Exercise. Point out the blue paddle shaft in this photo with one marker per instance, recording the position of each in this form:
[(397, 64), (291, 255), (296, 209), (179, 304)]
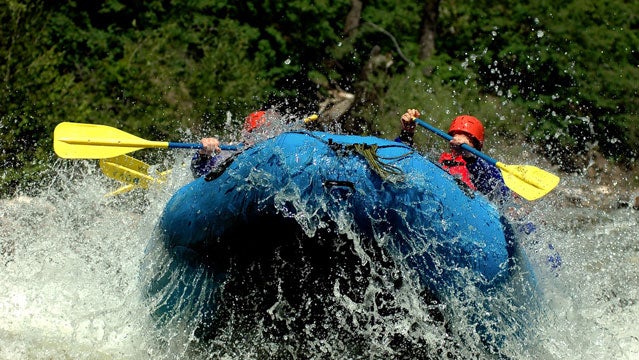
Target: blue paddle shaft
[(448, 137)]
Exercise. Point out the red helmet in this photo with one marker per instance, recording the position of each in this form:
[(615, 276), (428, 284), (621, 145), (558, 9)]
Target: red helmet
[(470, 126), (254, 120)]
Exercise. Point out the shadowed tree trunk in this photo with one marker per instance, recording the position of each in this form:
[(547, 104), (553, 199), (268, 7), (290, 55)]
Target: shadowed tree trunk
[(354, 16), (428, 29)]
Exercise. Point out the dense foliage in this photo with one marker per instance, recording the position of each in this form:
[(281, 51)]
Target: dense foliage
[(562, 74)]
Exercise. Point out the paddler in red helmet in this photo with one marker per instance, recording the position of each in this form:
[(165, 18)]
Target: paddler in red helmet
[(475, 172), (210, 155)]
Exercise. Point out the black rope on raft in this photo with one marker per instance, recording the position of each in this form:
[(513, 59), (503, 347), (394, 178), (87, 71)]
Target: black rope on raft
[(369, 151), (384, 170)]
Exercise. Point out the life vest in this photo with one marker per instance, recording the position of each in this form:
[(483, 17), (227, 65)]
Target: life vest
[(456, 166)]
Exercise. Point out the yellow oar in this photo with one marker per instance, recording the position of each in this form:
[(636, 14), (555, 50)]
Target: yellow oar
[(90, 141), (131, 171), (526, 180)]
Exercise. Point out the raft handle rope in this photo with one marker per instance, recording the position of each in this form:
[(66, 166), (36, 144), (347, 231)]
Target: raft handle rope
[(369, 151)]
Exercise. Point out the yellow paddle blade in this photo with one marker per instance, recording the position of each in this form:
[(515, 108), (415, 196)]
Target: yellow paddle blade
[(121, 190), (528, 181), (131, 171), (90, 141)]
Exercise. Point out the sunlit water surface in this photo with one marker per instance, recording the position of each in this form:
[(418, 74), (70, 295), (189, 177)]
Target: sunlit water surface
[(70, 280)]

WHAT YOU NEED TO DO:
Update the lines above by swapping "Point out" for "Mark" throughout, keeping everything else the same and leaving the pictures out.

FINAL RESULT:
Exercise. Mark the blue paddle shaft in this photo with one marker per instance, recording the position of each in this form:
[(397, 64), (291, 255), (296, 209), (179, 304)]
Target: blue paddle shaft
[(448, 137)]
Exercise. Mark the red helmet in this photo with one marker per instance, recording the position of each in this form:
[(615, 276), (428, 284), (621, 145), (558, 9)]
Target: red helmet
[(470, 126), (254, 120)]
Exercise. Mark the shadowed tree trunk in this photo with one marker per instance, recording the position of each in this form:
[(547, 104), (553, 199), (268, 7), (290, 55)]
Target: shadowed tree trunk
[(354, 16), (428, 29)]
Exercise. Mark the dense foliage in this photo with one marker per instance, recording the position of each in this form:
[(281, 51)]
Target: dense foliage
[(562, 74)]
Exercise. Mark the paddler in red helmet in this photo with one marker per instance, recording the position of each in this form:
[(165, 18)]
Target: paddler in red helmet
[(475, 172), (210, 155)]
Exercise. Mark the black rope on raft in this photo with one marker per instance, recording the position of each in this form:
[(513, 59), (503, 347), (394, 178), (87, 71)]
Target: black rope on raft
[(369, 151), (384, 170)]
Exercise. Mark the life vest in this photo with one marker per instance, recording the position of each in this form:
[(483, 17), (227, 65)]
Target: life vest
[(456, 166)]
Exercise. Mark the yellow oar in this photo with one marker per instance, recording the position of each in this form:
[(636, 14), (555, 50)]
Target: yellow oar
[(90, 141), (131, 171), (526, 180)]
Exercise. Mark the raft handle rope in this photo with one marker per instance, recording the position of each in this form:
[(66, 166), (36, 144), (347, 231)]
Target: raft handle rope
[(369, 151)]
Exercise. Mark the yellow paddle blade in this photo with one marker per instance, recording the position of each in this form:
[(515, 108), (415, 196)]
Target: yellow paddle blade
[(121, 190), (528, 181), (131, 171), (90, 141)]
Exercise. Mark the sunlit water surface in this photo with one marker per instance, recording the position of each in this form:
[(418, 74), (70, 295), (189, 177)]
Target: sunlit water surface
[(70, 280)]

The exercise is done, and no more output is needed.